## Start EXCERPT PROVIDED
What is the training data?

graph LR A[Training Data]:::hl --> B[Architecture] --> C[Hardware & Scale] --> D[Training Step] --> E[Training Loop] --> F[Post-Training] --> G[Evaluation] classDef hl fill:#2d6a4f,stroke:#1b4332,color:#d8f3dc classDef default fill:#1a1a2e,stroke:#16213e,color:#e0e0e0 click A "/series/training/train-from-scratch/training-data/" click B "/series/training/train-from-scratch/model-architecture/" click C "/series/training/train-from-scratch/hardware-and-scale/" click D "/series/training/train-from-scratch/training-step/" click E "/series/training/train-from-scratch/training-loop/" click F "/series/training/train-from-scratch/post-training/" click G "/series/training/train-from-scratch/evaluation/"

Training data for a model like Llama 3 70B is a massive, curated corpus — Meta reported using over 15 trillion tokens from a mix of publicly available sources. The raw inputs are web crawls (Common Crawl is the backbone — petabytes of raw HTML scraped from the open internet), books, Wikipedia, GitHub repositories, scientific papers (arXiv), StackExchange, and various other public text sources. The “wavy hands” part is real — companies are deliberately vague about exact sources because of ongoing copyright lawsuits, licensing gray areas, and competitive advantage. Meta says “publicly available” and leaves it there.
## End EXCERPT PROVIDED
## Start DATA
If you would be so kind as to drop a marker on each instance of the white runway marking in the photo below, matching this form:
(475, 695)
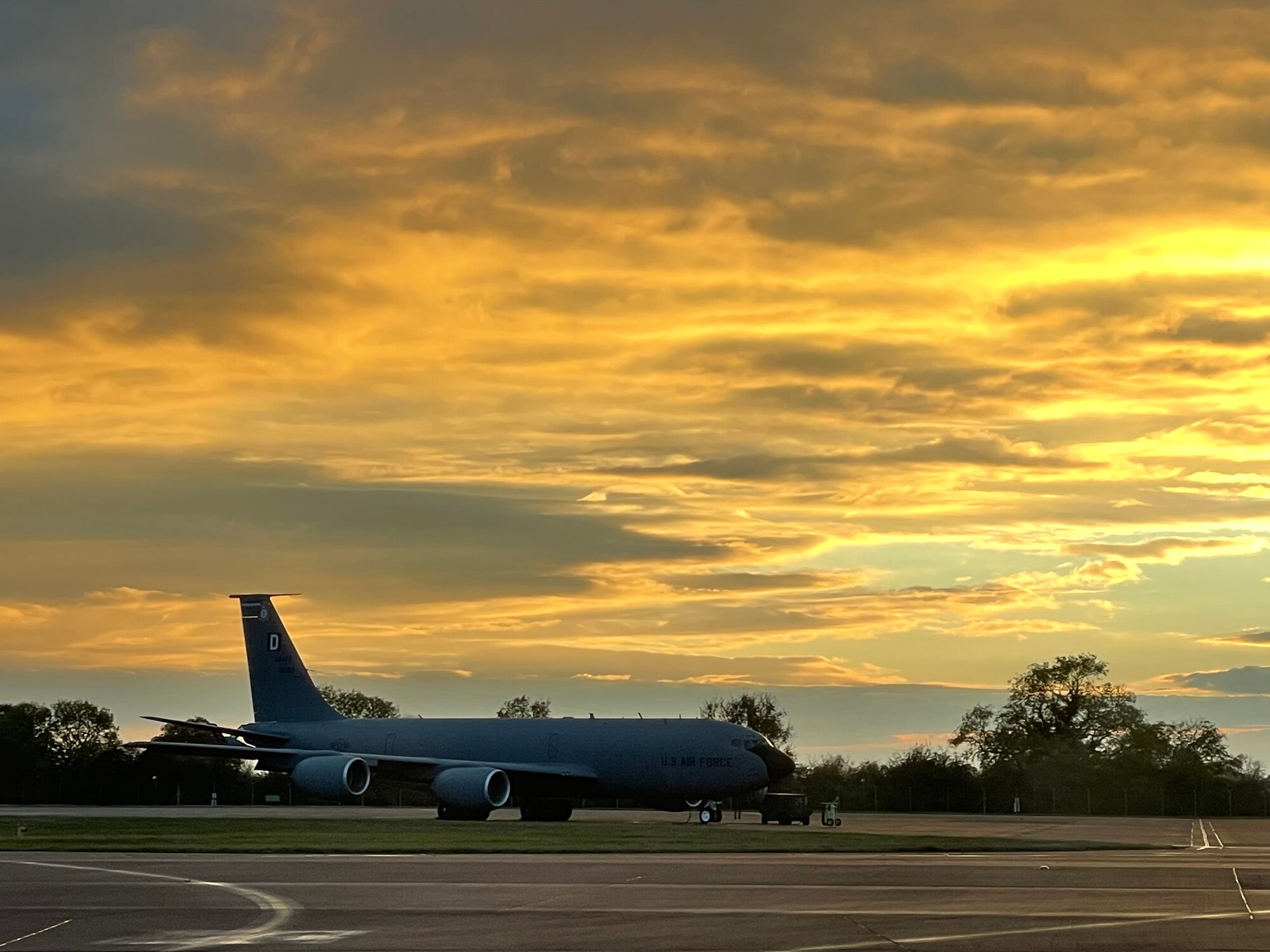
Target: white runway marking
(275, 909)
(999, 934)
(37, 932)
(1240, 888)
## End DATA
▶ _WHAT YOU SHOULD DO_: Please condense the paragraph beginning "Training data for a model like Llama 3 70B" from the training data text into a short bulleted list that keeps its main facts. The records have nothing to do with the text about training data.

▶ _SOLVED EXERCISE_:
- Llama 3 70B was trained on a huge curated corpus of more than 15 trillion tokens, according to Meta.
- Sources include web crawls (mainly Common Crawl, petabytes of raw HTML), books, Wikipedia, GitHub repositories, arXiv papers, StackExchange, and other public text.
- Companies stay deliberately vague about exact sources because of copyright lawsuits, licensing gray areas, and competitive advantage.
- Meta describes its data only as "publicly available."